Excerpted data ->
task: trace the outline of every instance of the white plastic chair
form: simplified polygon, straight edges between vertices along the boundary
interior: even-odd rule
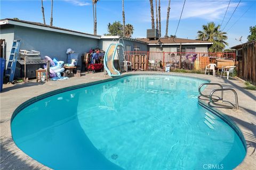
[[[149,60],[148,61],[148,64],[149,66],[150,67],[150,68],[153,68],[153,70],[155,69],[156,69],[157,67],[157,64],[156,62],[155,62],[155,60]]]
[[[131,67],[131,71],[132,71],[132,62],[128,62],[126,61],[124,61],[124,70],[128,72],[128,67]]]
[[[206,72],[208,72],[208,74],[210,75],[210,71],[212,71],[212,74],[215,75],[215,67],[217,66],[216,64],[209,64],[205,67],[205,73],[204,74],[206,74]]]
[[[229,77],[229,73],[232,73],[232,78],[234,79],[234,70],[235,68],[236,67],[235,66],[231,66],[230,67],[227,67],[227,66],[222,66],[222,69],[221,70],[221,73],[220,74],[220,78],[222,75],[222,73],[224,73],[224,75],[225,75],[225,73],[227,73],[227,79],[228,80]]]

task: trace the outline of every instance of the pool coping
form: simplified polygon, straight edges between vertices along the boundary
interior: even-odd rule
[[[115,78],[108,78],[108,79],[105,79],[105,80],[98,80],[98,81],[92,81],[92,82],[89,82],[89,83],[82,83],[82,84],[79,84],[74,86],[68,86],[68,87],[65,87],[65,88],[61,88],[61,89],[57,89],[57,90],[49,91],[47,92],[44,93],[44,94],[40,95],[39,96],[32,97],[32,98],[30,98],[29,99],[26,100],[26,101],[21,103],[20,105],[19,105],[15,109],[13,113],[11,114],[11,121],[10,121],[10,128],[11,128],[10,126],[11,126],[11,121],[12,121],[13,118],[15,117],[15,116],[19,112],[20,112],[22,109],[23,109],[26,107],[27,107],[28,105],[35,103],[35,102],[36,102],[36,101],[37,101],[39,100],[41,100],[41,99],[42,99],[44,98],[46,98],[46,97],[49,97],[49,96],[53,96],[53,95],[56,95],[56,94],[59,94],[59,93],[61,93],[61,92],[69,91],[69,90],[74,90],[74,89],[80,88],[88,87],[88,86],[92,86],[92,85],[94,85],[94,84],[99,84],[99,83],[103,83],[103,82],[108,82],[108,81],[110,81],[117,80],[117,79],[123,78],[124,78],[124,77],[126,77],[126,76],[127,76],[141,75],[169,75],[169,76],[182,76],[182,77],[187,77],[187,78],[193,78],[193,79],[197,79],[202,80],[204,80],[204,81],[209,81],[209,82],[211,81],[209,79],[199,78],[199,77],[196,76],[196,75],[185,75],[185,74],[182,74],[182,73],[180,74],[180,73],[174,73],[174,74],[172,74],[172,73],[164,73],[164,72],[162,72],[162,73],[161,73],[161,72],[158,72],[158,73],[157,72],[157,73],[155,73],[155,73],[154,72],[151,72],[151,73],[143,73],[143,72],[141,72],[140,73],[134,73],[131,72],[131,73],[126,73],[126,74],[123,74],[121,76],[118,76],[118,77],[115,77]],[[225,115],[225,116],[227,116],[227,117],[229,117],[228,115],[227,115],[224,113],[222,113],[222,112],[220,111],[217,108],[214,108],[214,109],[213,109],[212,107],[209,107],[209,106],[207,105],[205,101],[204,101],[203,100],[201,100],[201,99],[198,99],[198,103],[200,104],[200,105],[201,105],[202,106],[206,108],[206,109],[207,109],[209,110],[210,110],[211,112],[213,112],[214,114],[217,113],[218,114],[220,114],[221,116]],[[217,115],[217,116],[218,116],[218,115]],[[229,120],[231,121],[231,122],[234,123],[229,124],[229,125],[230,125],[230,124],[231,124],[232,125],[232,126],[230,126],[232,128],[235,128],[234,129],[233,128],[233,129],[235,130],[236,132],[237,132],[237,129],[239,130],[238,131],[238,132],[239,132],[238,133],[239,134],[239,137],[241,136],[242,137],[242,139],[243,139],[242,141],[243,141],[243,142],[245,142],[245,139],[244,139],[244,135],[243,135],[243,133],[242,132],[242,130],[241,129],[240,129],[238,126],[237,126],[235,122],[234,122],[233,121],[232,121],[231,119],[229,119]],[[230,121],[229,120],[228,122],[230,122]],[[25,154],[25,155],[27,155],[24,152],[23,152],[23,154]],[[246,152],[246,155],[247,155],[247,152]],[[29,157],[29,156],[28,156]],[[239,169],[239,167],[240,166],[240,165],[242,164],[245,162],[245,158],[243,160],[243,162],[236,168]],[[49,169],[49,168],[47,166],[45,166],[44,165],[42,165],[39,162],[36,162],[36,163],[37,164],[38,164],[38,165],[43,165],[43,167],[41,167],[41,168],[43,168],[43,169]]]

Your instructions -> Without including any pictures, print each record exactly.

The reply ->
task: trace the outline of every instance of the white plastic chair
form: simplified polygon, straight edges between vertices along the boundary
interior: even-odd rule
[[[149,60],[148,61],[148,64],[149,66],[150,67],[150,68],[153,68],[153,70],[155,69],[156,69],[157,67],[157,64],[156,62],[155,62],[155,60]]]
[[[131,67],[131,71],[132,71],[132,62],[128,62],[126,61],[124,61],[124,70],[128,72],[128,67]]]
[[[206,72],[208,72],[208,74],[210,75],[210,71],[212,71],[212,74],[215,75],[215,67],[217,66],[216,64],[209,64],[205,67],[205,73],[204,74],[206,74]]]
[[[229,77],[229,73],[232,73],[232,78],[234,79],[234,70],[235,68],[236,67],[235,66],[231,66],[230,67],[227,67],[227,66],[222,66],[222,69],[221,70],[221,73],[220,74],[220,78],[222,75],[222,73],[224,73],[224,75],[225,75],[225,73],[227,73],[227,79],[228,80]]]

task: trace the outline of every instance of the pool coping
form: simplified polygon, straight edges between vertices along the boundary
interior: even-odd rule
[[[115,78],[108,78],[108,79],[105,79],[105,80],[98,80],[98,81],[92,81],[92,82],[89,82],[89,83],[82,83],[82,84],[79,84],[74,86],[68,86],[68,87],[65,87],[65,88],[61,88],[61,89],[57,89],[57,90],[49,91],[47,92],[44,93],[44,94],[40,95],[39,96],[32,97],[32,98],[30,98],[29,99],[26,100],[26,101],[21,103],[20,105],[19,105],[15,109],[13,113],[11,114],[11,121],[10,121],[10,128],[11,128],[10,126],[11,126],[11,121],[12,121],[13,118],[15,117],[15,116],[19,112],[20,112],[22,109],[23,109],[26,107],[27,107],[28,105],[35,103],[35,102],[36,102],[36,101],[37,101],[39,100],[41,100],[41,99],[42,99],[44,98],[46,98],[46,97],[49,97],[49,96],[53,96],[53,95],[56,95],[56,94],[59,94],[59,93],[61,93],[61,92],[69,91],[69,90],[74,90],[74,89],[80,88],[88,87],[88,86],[92,86],[92,85],[94,85],[94,84],[99,84],[99,83],[103,83],[103,82],[108,82],[108,81],[110,81],[117,80],[117,79],[123,78],[124,78],[124,77],[126,77],[126,76],[127,76],[141,75],[169,75],[169,76],[182,76],[182,77],[187,77],[187,78],[193,78],[193,79],[197,79],[202,80],[204,80],[204,81],[209,81],[209,82],[211,81],[209,79],[199,78],[199,77],[196,76],[196,75],[185,75],[185,74],[182,74],[182,73],[180,74],[180,73],[174,73],[174,74],[172,74],[172,73],[164,73],[164,72],[162,72],[162,73],[161,73],[161,72],[158,72],[158,73],[157,72],[157,73],[155,73],[155,73],[154,72],[151,72],[151,73],[143,73],[143,72],[141,72],[140,73],[134,73],[131,72],[131,73],[126,73],[126,74],[123,74],[121,76],[118,76],[118,77],[115,77]],[[225,115],[225,116],[227,116],[227,117],[229,117],[228,115],[227,115],[224,113],[222,113],[222,112],[220,111],[217,108],[214,108],[214,109],[213,109],[212,107],[209,107],[209,106],[207,105],[205,101],[204,101],[203,100],[201,100],[201,99],[198,99],[198,103],[200,104],[200,105],[201,105],[202,106],[206,108],[206,109],[207,109],[209,110],[210,110],[211,112],[213,112],[214,114],[217,113],[218,114],[220,114],[221,116]],[[217,115],[217,116],[218,116],[218,115]],[[229,120],[231,121],[231,122],[234,123],[229,124],[229,125],[230,125],[230,124],[231,124],[232,125],[232,126],[230,126],[232,128],[235,128],[234,129],[233,128],[233,129],[235,130],[236,132],[237,132],[237,129],[239,130],[238,131],[238,132],[239,132],[238,133],[239,134],[239,137],[241,136],[242,137],[242,139],[243,139],[242,141],[243,141],[243,142],[245,142],[245,139],[244,139],[244,135],[243,135],[243,133],[242,132],[242,130],[241,129],[240,129],[238,126],[237,126],[235,122],[234,122],[233,121],[232,121],[231,119],[229,119]],[[230,121],[229,120],[228,122],[230,122]],[[25,154],[25,155],[27,155],[24,152],[23,152],[23,154]],[[246,152],[246,155],[247,155],[247,152]],[[29,157],[29,156],[28,156]],[[239,169],[239,167],[240,166],[240,165],[242,164],[245,162],[245,158],[243,160],[243,162],[236,168]],[[49,169],[49,168],[47,166],[45,166],[44,165],[42,165],[39,162],[36,162],[36,163],[37,164],[38,164],[38,165],[43,165],[43,167],[41,167],[41,168],[43,168],[43,169]]]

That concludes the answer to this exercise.